■ **Work to be completed**:
Your answer must be the records below, printed exactly.

■ **Data to process**:
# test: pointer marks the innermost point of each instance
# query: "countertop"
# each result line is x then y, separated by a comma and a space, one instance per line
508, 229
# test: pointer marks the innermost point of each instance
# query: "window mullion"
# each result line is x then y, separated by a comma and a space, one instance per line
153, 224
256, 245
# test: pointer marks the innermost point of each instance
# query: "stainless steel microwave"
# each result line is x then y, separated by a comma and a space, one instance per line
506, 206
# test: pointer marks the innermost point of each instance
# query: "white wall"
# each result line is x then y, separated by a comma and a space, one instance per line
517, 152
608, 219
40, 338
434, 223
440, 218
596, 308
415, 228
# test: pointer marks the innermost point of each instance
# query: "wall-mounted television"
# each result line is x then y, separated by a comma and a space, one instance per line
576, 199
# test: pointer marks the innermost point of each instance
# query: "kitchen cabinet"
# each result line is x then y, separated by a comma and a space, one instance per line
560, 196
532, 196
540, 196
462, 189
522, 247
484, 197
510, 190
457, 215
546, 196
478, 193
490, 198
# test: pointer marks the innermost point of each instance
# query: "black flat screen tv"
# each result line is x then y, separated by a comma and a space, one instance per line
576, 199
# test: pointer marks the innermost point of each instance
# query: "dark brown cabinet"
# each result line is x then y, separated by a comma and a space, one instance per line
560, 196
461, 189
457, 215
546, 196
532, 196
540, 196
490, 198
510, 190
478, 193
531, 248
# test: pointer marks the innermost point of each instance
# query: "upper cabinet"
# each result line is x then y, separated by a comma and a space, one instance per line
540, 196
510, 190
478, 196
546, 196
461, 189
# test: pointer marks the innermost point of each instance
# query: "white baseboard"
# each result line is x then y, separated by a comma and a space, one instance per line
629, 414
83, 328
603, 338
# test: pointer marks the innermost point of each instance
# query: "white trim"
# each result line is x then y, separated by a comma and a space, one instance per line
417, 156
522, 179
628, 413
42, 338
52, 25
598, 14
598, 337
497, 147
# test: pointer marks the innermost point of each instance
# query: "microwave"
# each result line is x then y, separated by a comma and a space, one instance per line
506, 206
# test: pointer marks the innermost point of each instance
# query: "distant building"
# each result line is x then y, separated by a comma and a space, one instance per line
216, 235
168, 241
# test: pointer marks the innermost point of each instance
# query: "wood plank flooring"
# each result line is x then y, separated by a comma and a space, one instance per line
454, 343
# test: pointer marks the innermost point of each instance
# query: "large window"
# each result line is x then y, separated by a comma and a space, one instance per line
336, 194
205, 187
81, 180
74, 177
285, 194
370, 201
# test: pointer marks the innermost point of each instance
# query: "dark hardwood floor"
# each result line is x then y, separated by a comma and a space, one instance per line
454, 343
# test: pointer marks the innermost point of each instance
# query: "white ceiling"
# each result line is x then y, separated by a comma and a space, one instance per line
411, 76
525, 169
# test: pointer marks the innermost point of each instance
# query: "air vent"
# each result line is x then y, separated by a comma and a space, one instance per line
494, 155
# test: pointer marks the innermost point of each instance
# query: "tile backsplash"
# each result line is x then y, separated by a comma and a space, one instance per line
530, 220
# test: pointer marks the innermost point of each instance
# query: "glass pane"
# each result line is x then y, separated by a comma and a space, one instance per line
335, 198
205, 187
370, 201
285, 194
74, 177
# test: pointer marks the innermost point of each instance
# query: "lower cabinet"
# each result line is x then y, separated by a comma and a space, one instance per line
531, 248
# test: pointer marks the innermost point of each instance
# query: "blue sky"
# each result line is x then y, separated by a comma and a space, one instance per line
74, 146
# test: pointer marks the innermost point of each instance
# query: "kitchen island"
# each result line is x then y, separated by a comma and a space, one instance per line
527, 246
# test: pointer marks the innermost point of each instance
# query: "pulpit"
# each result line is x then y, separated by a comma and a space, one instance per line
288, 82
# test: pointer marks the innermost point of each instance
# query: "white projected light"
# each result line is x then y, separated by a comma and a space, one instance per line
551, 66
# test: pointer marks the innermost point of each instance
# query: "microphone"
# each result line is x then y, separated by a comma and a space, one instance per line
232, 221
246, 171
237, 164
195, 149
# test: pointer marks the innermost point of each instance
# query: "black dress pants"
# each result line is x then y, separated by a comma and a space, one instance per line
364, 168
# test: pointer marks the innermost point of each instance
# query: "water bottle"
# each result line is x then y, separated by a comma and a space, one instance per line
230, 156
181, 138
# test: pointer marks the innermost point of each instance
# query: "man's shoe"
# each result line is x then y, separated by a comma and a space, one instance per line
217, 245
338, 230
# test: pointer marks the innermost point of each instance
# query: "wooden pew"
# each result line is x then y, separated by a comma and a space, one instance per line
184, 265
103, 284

■ **Output for this exercise**:
# test: pointer marks the innermost point of each instance
# query: "countertop"
# each result line is x then y, separated by a comma and a space, one instance per line
508, 229
# test: pointer marks the innermost point of each instance
# query: "window mullion"
# each result line is x then y, separated by a comma and a space, one instance per line
153, 224
256, 245
# test: pointer marks the innermost point of each instance
# query: "stainless steel microwave"
# each result line is x then y, separated by a comma and a space, one instance per line
506, 206
# test: pointer marks the innermost point of each instance
# query: "white wall"
# each result line is x then y, separated by a comma and a space, one instance per line
517, 152
608, 219
40, 338
434, 223
440, 218
596, 308
415, 228
# test: pointer marks the innermost point of each instance
# query: "wall-mounted television"
# each result line is x then y, separated by a comma and a space, one instance per line
576, 199
# test: pointer marks the innermost point of each instance
# query: "kitchen cabinet"
# each result line is x then y, separated by a comma and a space, one instance per line
560, 196
532, 196
540, 196
462, 189
522, 247
484, 197
510, 190
457, 215
546, 196
478, 193
490, 198
# test: pointer marks the innermost point of each instance
# query: "black flat screen tv"
# each result line is x then y, separated by a comma and a space, one instance per line
576, 199
# test: pointer marks the innermost point of each instance
# query: "dark brown cabinet"
# each result line is x then y, separated by a comma and a space, one instance per line
560, 196
461, 189
457, 215
546, 196
532, 196
540, 196
490, 198
510, 190
478, 193
531, 248
# test: pointer marks the innermost point of each instance
# query: "upper cabinet"
# each result line is x then y, separated by a comma and a space, one instance per line
540, 196
510, 190
478, 196
546, 196
461, 189
# test: pointer marks the innermost point of each instance
# query: "white baseboard"
# each result line is x then y, separated by a comma and a space, one instance per line
629, 414
83, 328
603, 338
# test: pointer marks the innermost point of each instance
# query: "white trim"
# each result line is x then y, separated by a comma and a space, one instance per line
417, 156
522, 179
628, 413
42, 338
52, 25
598, 14
598, 337
497, 147
# test: pointer marks the innermost point of each instance
# query: "microwave"
# each result line is x then y, separated by a comma and a space, one instance per line
506, 206
# test: pointer marks the innermost point of each instance
# query: "distant building"
# each result line is x then y, separated by a comma and a space, one instance per line
216, 235
168, 241
# test: pointer marks the innermost point of each instance
# query: "wood plank flooring"
# each result line is x then y, separated by a comma and a space, one instance per line
454, 343
# test: pointer marks the innermost point of each instance
# query: "large window"
# each result line is x then y, separated by a comma and a space, one instance per line
336, 194
205, 187
81, 180
74, 177
285, 194
370, 201
# test: pointer marks the innermost point of each instance
# query: "dark hardwood floor"
# each result line is x then y, separated by a comma and a space, one instance per line
454, 343
# test: pointer marks the innermost point of each instance
# query: "white ceiling"
# each result line is x then y, separated by a comma and a space, one instance per line
411, 76
525, 169
# test: pointer marks the innermost point of each instance
# query: "air vent"
# each result line is x then y, separated by a comma and a space, one instance per line
494, 155
# test: pointer marks the innermost point of each instance
# query: "tile backsplash"
# each result line is x then y, separated by a comma and a space, one instance per line
530, 220
# test: pointer marks the innermost point of each instance
# query: "glass pane"
# each result line is x then y, separated by a comma and a space, one instance per line
335, 198
205, 187
370, 201
285, 194
74, 177
# test: pointer marks the innermost point of each instance
# query: "lower cabinet"
# each result line is x then y, separated by a comma and a space, one instance per line
531, 248
# test: pointer marks the innermost point of each instance
# query: "blue sky"
# each result line is x then y, separated by a comma and a space, one instance per line
74, 146
# test: pointer marks the innermost point of each instance
# query: "kitchen island"
# each result line is x then y, separated by a comma and a space, one instance per line
527, 246
# test: pointer marks the innermost point of each instance
# query: "pulpit"
# each result line is x then y, separated by a comma and a space, one instance per line
288, 82
# test: pointer marks the innermost point of each instance
# query: "white projected light"
# each result line is x then y, separated by a comma and a space, one instance per line
551, 66
# test: pointer marks the innermost point of each instance
# query: "microphone"
# each result line is x then y, separated by a comma and a space, one instance per line
232, 221
246, 171
237, 164
195, 149
# test: pointer marks the innermost point of each instance
# query: "black dress pants"
# each result line is x then y, separated by a comma and a space, one instance per line
364, 168
# test: pointer marks the innermost point of each instance
# query: "water bottle"
# each result line is x then y, separated by a comma and a space, one instance per line
230, 156
181, 138
# test: pointer marks the innermost point of each instance
# query: "man's shoe"
# each result line is x then y, separated by a comma and a space, one instance per line
217, 245
338, 230
# test: pointer marks the innermost point of each instance
# query: "wooden pew"
# each result line is x then y, separated by a comma and a space, one instance per line
184, 265
103, 284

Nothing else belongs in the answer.